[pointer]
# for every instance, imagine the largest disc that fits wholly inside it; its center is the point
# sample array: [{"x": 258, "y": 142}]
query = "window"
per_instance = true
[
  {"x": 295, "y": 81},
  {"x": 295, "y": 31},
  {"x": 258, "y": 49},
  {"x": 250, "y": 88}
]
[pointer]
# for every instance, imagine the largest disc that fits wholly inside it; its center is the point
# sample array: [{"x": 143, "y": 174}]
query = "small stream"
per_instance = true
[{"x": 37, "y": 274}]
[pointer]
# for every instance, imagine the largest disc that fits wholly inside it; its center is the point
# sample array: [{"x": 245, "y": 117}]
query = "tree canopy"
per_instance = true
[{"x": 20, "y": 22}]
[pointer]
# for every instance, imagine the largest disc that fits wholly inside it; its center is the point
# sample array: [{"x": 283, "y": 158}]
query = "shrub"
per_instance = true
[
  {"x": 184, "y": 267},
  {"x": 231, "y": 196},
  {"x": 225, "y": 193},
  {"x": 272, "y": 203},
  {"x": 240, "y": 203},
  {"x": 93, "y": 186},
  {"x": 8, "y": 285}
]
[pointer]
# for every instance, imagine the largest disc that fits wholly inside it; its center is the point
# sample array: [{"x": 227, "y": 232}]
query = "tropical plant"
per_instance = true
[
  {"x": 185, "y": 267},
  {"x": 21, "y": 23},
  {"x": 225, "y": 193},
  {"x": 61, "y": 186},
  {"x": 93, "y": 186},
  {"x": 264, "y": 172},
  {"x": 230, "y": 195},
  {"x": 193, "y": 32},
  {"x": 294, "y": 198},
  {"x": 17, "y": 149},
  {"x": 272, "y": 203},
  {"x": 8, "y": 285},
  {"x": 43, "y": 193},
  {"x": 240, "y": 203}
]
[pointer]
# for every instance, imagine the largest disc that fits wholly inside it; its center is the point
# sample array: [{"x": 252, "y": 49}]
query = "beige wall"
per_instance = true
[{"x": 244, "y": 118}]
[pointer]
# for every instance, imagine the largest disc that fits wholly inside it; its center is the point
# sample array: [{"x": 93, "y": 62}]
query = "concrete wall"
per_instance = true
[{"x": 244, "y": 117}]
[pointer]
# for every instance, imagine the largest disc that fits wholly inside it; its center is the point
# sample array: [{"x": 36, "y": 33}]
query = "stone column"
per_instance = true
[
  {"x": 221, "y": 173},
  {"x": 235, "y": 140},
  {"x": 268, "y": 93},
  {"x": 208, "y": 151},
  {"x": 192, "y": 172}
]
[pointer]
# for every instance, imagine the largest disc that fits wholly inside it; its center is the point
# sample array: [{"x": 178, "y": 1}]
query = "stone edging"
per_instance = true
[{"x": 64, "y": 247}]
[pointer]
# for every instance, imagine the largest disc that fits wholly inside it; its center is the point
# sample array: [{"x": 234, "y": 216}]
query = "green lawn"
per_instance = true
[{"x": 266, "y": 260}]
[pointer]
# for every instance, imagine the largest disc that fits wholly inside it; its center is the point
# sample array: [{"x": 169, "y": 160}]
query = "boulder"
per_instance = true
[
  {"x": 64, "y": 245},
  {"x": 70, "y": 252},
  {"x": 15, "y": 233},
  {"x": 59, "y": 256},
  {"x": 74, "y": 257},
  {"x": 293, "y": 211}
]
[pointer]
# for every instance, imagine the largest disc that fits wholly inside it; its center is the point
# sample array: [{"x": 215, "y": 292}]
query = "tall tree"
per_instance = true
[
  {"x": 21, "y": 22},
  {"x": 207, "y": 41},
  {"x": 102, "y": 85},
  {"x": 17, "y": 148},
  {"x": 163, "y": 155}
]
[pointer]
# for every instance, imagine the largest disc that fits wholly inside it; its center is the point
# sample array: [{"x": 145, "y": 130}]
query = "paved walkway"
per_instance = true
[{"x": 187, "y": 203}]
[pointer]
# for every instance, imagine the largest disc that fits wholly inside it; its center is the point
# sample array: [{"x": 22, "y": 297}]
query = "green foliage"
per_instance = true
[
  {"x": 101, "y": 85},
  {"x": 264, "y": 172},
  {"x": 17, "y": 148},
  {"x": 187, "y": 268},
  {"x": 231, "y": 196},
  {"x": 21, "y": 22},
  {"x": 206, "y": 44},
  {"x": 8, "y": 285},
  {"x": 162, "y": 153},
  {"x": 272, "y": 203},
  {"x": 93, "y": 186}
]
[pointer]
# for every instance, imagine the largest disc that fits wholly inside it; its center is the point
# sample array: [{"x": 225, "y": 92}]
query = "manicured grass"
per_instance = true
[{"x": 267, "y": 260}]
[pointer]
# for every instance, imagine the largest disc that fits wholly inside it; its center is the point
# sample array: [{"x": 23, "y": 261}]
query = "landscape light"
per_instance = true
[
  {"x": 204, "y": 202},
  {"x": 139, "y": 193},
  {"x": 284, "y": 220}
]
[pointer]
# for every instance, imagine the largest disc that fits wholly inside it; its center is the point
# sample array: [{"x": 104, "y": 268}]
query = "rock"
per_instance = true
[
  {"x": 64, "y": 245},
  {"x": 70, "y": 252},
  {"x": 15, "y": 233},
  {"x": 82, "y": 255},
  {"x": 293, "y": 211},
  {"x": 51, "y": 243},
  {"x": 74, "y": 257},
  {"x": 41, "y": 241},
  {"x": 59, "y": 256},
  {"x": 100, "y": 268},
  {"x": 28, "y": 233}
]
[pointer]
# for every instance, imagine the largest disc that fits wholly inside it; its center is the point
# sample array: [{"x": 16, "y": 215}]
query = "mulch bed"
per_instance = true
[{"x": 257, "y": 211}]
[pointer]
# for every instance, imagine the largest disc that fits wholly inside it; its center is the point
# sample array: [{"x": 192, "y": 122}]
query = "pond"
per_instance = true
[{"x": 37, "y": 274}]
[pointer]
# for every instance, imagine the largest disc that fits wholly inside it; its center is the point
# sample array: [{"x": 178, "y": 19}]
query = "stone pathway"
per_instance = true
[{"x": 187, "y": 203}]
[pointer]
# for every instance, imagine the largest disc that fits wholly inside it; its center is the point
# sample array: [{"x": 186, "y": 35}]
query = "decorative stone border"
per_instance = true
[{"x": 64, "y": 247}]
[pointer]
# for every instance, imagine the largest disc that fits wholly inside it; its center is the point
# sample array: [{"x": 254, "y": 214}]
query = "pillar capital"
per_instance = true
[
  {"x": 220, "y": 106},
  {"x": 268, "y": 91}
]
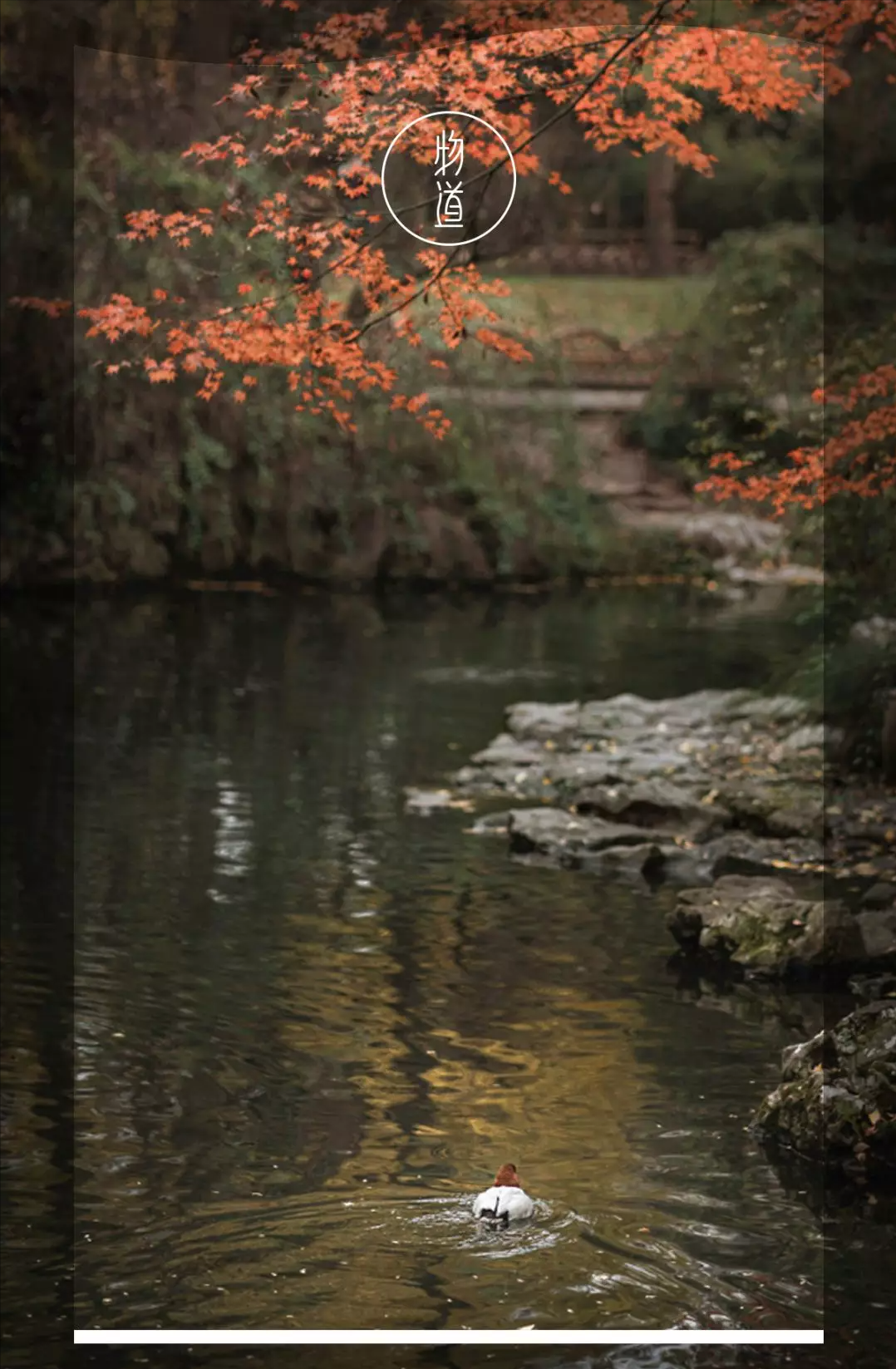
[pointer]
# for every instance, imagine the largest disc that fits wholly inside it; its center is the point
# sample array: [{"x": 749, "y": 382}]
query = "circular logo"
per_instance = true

# What is required:
Identify every line of the items that contains the word "wall" and copy those lines.

# Output of the task:
query = "beige wall"
query = "concrete wall"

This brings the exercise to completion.